▶ DOCUMENT EXCERPT:
== == ==

Oh man that sucks. If sub supplied labor AND materials I can see paying 50% down(Thats how we work) but if you supplied materials you should have broken the payments down. Good luck getting the job done right and getting your money back.:sad:

Luckily you have a contract. When you get home tonight. Document the timeline of events while it is still fresh in your memory. Dont let your emotions:furious: get to you when writing things down. Be very systematic, and honest. The contract with a documented timeline of events will put you in the drivers seat. Use copies of cellphone, fax and email records to back up the timeline of events.

Whenever something goes wrong dont look at it as a mistake. Look at it as a paid education. Take what you learned and come up with SOP to make sure it does not happen again.

Doing something wrong for the first time is a learning experience. Not changing policy to make sure it doesnt happen again, THAT is the mistake.


----------



## George Z (Dec 23, 2004)

ultimatetouch said:


> Your screwed face it..Im not trying to be mean. I dont like seeing guys get screwed by deadbeats. If you follow Georges way you will get screwed eventually as you are seeing now.


Are there no stories of bad general Contractors 
- that take forever to pay
- go out of business
- Have disputes with home owners and see no money.

There are many, many I have heard and experienced.

Why should the sub carry that load?


----------



## George Z (Dec 23, 2004)

> I'm very much of the mindset that if a company, no matter who they are can't front some money for their materials, they probably have much bigger issues also. Good, solid companies and people can manage their cash flow. I'd rather work with the solid guys and companies then the fly by nighters who are living from one deposit to the next, just because they are running around in their beater pick up promising to do work cheaper. I'd rather pay a little more and eliminate all the bull sh*t.


Very well said.
I never stiffed anyone as a contractor, never been screwed as a sub.
Funny how that worked over 20 years.
Is it coincidence or good luck?
I wasn't always a good businessman but win/win always worked.
The solid guys you mention run some sort of a business
and we know it doesn't take the $18 $25 per hour that most subs get to run it (solidly).


----------



## ultimatetouch (May 27, 2006)

George Z said:


> Are there no stories of bad general Contractors
> - that take forever to pay
> - go out of business
> - Have disputes with home owners and see no money.
> ...


This is true. They ought to give the contractor the benifit of the doubt though George were not all bad.
Hey George you seem like a real sweat heart to work for...if I am ever a painter looking for work in Toronto I am going to look up Echo painting and ask for George.


----------



## King of Crown (Oct 12, 2005)

tnt specialty said:


> We never, ever, give "deposits" or "down-payments"; It's just not good business. If a subcontractor wants a deposit, that's a MAJOR red flag! It indicates one &/or two things; Lack of financial ability, &/or lack of trust. Niether are good elements in a contracting situation.
> 
> Likewise, as a subcontractor, we would never dream of asking for a deposit.


You have to get a deposit if material is being ordered. 50% minimum. If I can't get a deposit if I am ordering material, I am gone.


----------



## George Z (Dec 23, 2004)

ultimatetouch said:


> This is true. They ought to give the contractor the benifit of the doubt though George were not all bad.
> Hey George you seem like a real sweat heart to work for...if I am ever a painter looking for work in Toronto I am going to look up Echo painting and ask for George.


Thanks I am blushing...:laughing: 
Ecopainting is the name

There are many great contractors
most in Contractortalk are anyway :thumbsup:


----------

== == ==

▶ PROVIDED RECORDS:
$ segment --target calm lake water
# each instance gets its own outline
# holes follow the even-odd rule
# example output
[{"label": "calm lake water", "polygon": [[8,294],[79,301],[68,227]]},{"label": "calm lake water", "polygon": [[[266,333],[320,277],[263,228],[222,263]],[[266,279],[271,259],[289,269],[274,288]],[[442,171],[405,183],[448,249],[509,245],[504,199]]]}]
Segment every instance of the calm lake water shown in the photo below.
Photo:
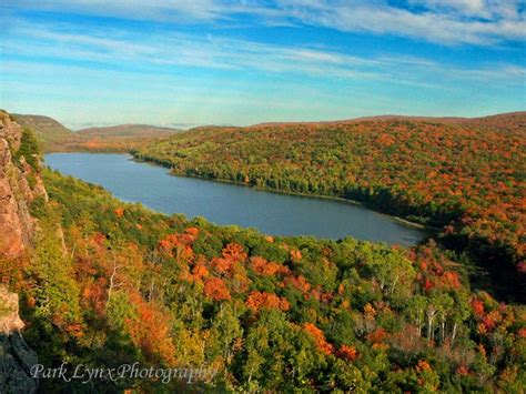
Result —
[{"label": "calm lake water", "polygon": [[276,194],[233,184],[172,176],[129,154],[51,153],[47,164],[95,183],[127,202],[168,214],[204,216],[216,224],[255,228],[273,235],[353,236],[413,245],[426,233],[366,208],[326,199]]}]

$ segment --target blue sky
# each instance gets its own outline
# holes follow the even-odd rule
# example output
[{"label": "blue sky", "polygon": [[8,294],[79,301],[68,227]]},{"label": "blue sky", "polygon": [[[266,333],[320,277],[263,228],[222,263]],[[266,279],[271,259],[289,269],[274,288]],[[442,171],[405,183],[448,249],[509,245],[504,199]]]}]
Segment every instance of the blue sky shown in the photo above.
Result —
[{"label": "blue sky", "polygon": [[0,108],[79,129],[525,110],[515,0],[2,0]]}]

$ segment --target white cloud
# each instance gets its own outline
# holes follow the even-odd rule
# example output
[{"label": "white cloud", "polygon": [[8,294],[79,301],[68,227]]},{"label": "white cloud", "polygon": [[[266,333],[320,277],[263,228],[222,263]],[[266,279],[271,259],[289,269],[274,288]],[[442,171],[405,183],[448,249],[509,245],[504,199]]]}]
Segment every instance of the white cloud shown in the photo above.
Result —
[{"label": "white cloud", "polygon": [[246,22],[239,17],[252,17],[246,23],[306,23],[441,44],[496,44],[526,38],[519,0],[406,0],[406,4],[394,7],[387,0],[4,0],[3,7],[173,23],[235,26]]}]

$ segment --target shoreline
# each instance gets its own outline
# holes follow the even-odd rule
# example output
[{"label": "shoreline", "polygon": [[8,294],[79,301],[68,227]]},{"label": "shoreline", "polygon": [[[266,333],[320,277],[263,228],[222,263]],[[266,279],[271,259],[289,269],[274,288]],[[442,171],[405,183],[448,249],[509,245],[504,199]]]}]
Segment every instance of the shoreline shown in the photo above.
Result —
[{"label": "shoreline", "polygon": [[[323,194],[284,192],[284,191],[280,191],[280,190],[275,190],[275,189],[271,189],[271,188],[259,188],[259,186],[255,186],[255,185],[252,186],[252,185],[247,185],[247,184],[243,184],[243,183],[239,183],[239,182],[234,182],[234,181],[230,181],[230,180],[225,180],[225,179],[206,178],[206,176],[200,176],[200,175],[189,175],[189,174],[185,174],[185,173],[174,173],[173,169],[168,166],[168,165],[162,165],[160,163],[154,162],[153,160],[138,159],[132,153],[129,153],[129,154],[131,155],[131,160],[134,161],[134,162],[145,163],[145,164],[151,164],[151,165],[156,165],[156,166],[160,166],[160,168],[163,168],[163,169],[168,169],[169,170],[168,173],[171,176],[193,178],[193,179],[200,179],[200,180],[203,180],[203,181],[233,184],[233,185],[236,185],[236,186],[251,188],[251,189],[254,189],[254,190],[257,190],[257,191],[269,192],[269,193],[274,193],[274,194],[281,194],[281,195],[294,195],[294,196],[303,196],[303,198],[310,198],[310,199],[337,201],[337,202],[342,202],[342,203],[346,203],[346,204],[358,205],[358,206],[362,206],[364,209],[371,210],[371,211],[373,211],[373,212],[375,212],[380,215],[388,216],[388,218],[406,225],[407,228],[423,230],[423,231],[426,231],[428,233],[436,233],[437,231],[441,230],[441,228],[425,225],[425,224],[418,223],[418,222],[412,222],[412,221],[409,221],[407,219],[404,219],[404,218],[401,218],[401,216],[396,216],[396,215],[393,215],[393,214],[388,214],[388,213],[385,213],[385,212],[377,211],[373,208],[370,208],[370,206],[365,205],[363,202],[360,202],[360,201],[356,201],[356,200],[344,199],[344,198],[332,196],[332,195],[323,195]],[[428,239],[428,236],[426,239]]]}]

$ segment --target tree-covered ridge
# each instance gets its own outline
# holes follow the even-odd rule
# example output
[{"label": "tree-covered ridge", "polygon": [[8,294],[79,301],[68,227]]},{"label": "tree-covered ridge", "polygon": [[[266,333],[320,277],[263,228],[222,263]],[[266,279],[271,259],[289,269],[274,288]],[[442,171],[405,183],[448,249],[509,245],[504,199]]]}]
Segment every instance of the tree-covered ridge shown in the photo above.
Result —
[{"label": "tree-covered ridge", "polygon": [[[441,123],[442,122],[442,123]],[[133,152],[173,173],[362,201],[524,281],[526,113],[199,129]]]},{"label": "tree-covered ridge", "polygon": [[265,236],[155,214],[48,170],[43,179],[34,255],[2,270],[43,364],[206,363],[220,372],[201,388],[220,391],[523,387],[524,309],[471,292],[433,244]]}]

== == ==

Answer from the forum thread on contractor deposits:
1. What minimum deposit does King of Crown say is required when material is being ordered?
2. What does George Z give as the correct name of his company?
3. Over how many years does George Z say he never stiffed anyone and was never screwed as a sub?
Rely only on the forum thread, not on the lines.

▶ WRITTEN RESPONSE:
1. 50%
2. Ecopainting
3. 20 years